Rewrite the entries starting at the line containing "Pick out the white countertop" and ending at the line containing "x=303, y=325", renaming "toilet seat" to "toilet lid" and leaving everything else unchanged.

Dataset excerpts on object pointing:
###

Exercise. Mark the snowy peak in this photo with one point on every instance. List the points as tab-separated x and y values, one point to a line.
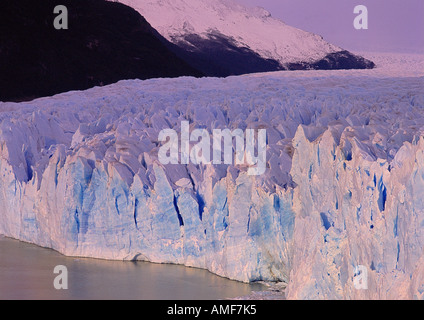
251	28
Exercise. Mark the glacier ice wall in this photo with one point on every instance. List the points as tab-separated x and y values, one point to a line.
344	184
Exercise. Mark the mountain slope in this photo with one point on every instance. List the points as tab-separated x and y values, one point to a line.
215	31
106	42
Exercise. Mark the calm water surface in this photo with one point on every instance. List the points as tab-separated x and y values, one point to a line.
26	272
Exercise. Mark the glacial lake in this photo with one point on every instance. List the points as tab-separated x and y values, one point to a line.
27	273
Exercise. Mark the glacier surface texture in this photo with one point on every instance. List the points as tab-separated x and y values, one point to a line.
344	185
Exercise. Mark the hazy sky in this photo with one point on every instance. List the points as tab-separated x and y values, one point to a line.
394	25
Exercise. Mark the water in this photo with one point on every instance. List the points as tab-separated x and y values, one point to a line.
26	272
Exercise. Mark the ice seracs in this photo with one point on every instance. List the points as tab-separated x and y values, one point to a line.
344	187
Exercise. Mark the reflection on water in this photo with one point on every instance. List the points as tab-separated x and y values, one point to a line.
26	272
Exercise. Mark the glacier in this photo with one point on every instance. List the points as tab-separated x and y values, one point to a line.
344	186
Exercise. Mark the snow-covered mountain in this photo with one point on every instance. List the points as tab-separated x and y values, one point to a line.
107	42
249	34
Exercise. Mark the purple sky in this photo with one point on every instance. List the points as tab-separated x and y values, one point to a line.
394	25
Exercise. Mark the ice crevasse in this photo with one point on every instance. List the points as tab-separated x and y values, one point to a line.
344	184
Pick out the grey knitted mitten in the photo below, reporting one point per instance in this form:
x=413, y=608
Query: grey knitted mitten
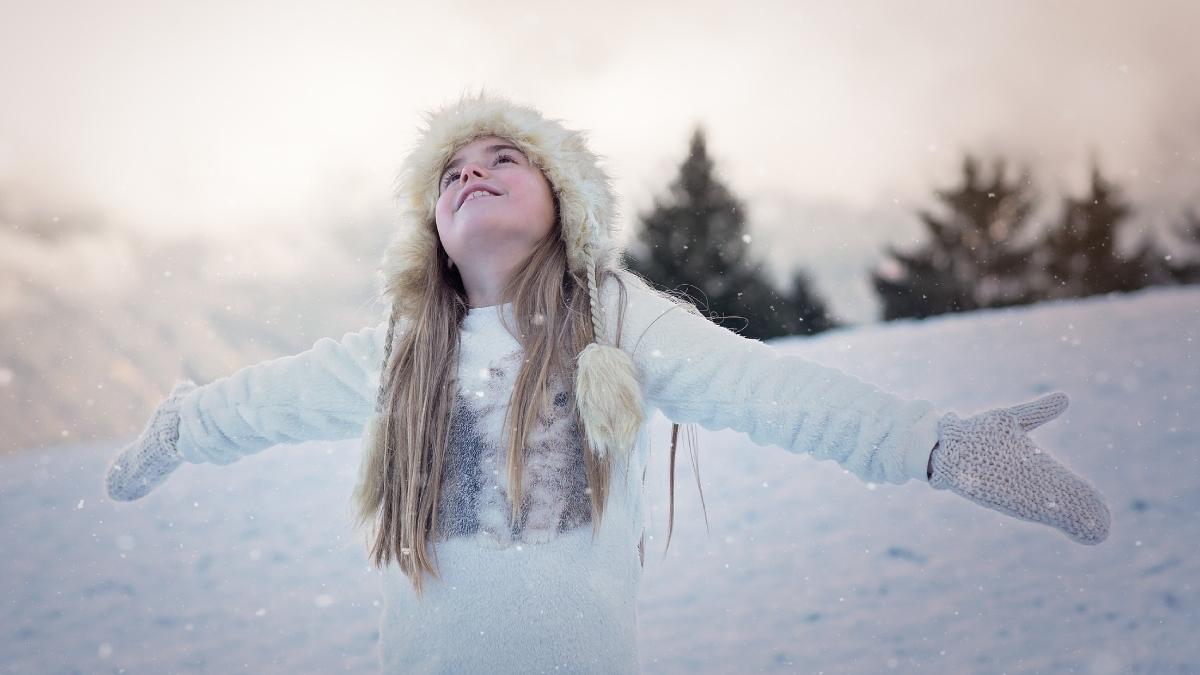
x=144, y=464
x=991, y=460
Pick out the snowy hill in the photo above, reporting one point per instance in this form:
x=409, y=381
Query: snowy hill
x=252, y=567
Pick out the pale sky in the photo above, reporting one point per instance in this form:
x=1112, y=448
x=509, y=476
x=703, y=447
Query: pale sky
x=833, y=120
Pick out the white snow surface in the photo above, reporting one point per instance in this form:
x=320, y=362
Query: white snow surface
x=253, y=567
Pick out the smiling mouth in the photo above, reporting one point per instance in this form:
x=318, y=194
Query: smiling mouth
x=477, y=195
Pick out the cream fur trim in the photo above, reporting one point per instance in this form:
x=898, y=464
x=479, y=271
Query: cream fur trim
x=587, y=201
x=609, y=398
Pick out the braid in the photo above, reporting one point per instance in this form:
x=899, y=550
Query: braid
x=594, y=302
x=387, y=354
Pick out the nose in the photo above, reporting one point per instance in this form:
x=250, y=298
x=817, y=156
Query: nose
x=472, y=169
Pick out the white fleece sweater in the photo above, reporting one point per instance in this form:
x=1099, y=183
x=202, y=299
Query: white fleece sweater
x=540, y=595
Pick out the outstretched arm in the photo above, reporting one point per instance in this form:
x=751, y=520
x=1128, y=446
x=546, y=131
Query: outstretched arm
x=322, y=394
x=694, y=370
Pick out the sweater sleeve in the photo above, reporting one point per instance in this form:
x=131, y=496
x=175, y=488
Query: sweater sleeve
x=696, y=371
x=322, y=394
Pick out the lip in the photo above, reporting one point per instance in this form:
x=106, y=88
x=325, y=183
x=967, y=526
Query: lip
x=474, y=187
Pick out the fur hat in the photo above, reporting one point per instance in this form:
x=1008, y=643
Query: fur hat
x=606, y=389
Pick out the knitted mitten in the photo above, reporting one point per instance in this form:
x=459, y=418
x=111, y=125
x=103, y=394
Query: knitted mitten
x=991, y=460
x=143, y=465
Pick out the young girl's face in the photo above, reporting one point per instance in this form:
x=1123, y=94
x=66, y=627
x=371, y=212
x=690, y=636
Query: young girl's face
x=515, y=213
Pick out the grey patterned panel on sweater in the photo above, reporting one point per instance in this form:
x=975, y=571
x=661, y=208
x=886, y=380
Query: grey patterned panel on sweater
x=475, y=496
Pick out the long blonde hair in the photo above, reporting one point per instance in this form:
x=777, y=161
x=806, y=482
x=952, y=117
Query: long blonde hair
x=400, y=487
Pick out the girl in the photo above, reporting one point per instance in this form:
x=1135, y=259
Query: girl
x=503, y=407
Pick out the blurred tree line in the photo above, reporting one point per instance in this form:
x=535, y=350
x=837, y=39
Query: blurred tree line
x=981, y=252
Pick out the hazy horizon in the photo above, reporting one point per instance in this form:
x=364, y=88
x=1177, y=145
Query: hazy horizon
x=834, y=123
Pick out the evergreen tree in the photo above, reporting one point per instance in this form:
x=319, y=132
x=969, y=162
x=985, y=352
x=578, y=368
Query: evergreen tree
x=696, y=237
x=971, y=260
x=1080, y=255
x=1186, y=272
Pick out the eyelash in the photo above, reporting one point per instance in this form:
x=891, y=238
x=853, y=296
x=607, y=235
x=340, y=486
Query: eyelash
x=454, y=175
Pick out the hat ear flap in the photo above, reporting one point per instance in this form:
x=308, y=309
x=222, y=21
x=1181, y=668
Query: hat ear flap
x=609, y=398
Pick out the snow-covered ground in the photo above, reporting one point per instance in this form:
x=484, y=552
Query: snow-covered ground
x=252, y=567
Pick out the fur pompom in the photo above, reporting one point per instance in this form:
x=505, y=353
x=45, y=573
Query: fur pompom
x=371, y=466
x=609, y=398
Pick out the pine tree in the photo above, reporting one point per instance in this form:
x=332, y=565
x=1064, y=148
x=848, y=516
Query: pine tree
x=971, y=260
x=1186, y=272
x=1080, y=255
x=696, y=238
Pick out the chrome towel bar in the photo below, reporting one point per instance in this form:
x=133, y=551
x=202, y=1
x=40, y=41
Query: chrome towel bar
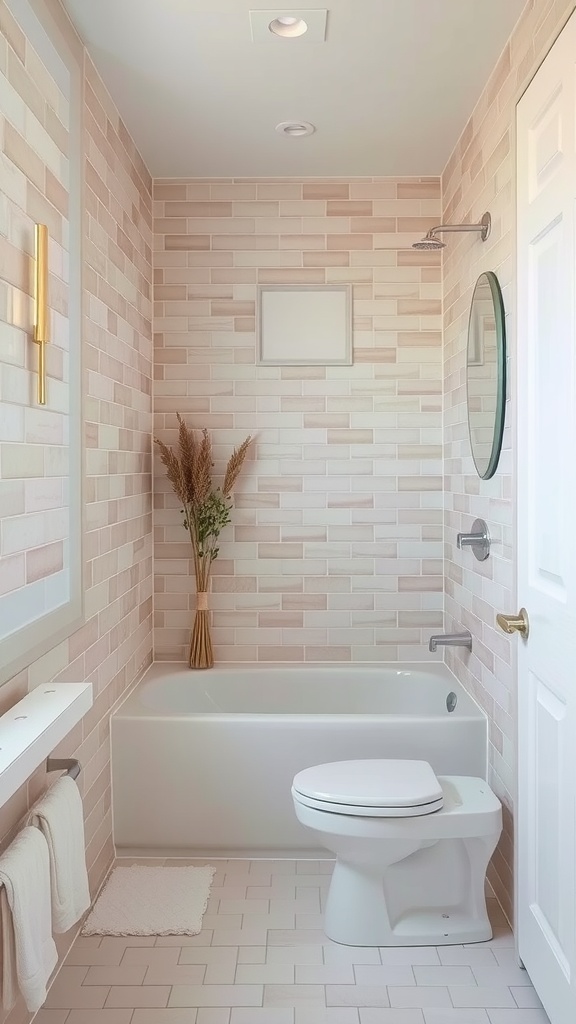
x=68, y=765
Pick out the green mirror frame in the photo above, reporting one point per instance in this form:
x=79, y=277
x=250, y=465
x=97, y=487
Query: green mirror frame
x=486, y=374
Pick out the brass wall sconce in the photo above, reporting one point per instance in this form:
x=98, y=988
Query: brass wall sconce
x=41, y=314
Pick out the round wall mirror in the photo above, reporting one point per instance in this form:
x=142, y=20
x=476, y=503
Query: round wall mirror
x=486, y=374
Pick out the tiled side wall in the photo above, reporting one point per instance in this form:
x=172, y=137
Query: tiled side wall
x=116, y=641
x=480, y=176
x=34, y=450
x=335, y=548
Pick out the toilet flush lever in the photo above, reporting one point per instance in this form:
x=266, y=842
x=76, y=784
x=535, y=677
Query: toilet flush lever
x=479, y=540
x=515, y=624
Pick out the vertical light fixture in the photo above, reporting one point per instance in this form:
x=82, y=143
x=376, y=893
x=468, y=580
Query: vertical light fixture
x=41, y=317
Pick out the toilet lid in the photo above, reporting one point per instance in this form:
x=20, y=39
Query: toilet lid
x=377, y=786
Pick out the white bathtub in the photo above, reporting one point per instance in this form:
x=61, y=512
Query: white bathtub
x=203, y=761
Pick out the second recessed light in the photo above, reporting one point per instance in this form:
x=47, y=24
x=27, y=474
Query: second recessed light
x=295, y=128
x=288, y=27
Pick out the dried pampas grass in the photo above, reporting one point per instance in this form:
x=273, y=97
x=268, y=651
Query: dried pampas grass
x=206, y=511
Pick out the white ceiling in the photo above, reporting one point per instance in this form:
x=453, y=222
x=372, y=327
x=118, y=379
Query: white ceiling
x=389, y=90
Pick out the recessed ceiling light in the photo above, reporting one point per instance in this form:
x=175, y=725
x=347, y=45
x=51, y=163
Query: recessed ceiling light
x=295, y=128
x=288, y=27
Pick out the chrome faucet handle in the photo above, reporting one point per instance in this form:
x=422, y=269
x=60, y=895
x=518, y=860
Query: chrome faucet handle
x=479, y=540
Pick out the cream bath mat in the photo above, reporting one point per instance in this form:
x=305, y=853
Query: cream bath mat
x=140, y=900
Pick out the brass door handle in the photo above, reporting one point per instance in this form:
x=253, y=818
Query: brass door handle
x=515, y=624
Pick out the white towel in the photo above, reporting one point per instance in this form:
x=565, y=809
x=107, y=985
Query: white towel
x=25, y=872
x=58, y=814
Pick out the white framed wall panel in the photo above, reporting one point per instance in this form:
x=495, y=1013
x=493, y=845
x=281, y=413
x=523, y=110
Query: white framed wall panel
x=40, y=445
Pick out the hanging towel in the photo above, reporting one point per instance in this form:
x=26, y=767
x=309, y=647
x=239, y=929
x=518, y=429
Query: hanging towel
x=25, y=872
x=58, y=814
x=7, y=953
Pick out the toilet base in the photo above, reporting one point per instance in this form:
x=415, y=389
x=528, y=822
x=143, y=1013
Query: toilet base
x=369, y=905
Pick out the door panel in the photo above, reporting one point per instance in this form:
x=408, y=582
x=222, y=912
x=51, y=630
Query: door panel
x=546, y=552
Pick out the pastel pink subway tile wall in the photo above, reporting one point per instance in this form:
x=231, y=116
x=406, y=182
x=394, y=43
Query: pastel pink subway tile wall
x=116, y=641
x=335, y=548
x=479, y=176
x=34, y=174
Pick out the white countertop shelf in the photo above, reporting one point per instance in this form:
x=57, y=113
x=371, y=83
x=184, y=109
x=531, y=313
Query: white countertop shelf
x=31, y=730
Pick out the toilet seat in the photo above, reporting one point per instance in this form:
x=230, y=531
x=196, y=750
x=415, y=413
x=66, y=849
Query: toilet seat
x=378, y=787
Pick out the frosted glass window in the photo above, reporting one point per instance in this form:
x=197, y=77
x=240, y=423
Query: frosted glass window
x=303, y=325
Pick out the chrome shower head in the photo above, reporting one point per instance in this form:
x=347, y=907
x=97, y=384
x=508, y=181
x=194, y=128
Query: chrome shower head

###

Answer to the task |
Pick out the white countertop shelf in the photo above, reporting one point per instance in this form:
x=57, y=113
x=371, y=83
x=184, y=109
x=531, y=313
Query: white countertop shelf
x=31, y=730
Pick out the toilet lid in the photo above, reporting one point per instance in this form:
x=230, y=531
x=196, y=750
x=415, y=413
x=66, y=849
Query: toilet lid
x=378, y=787
Pick out the frosted glass window in the photo above, reporting one point per instance in this form:
x=197, y=77
x=240, y=423
Query: frosted glass window
x=303, y=325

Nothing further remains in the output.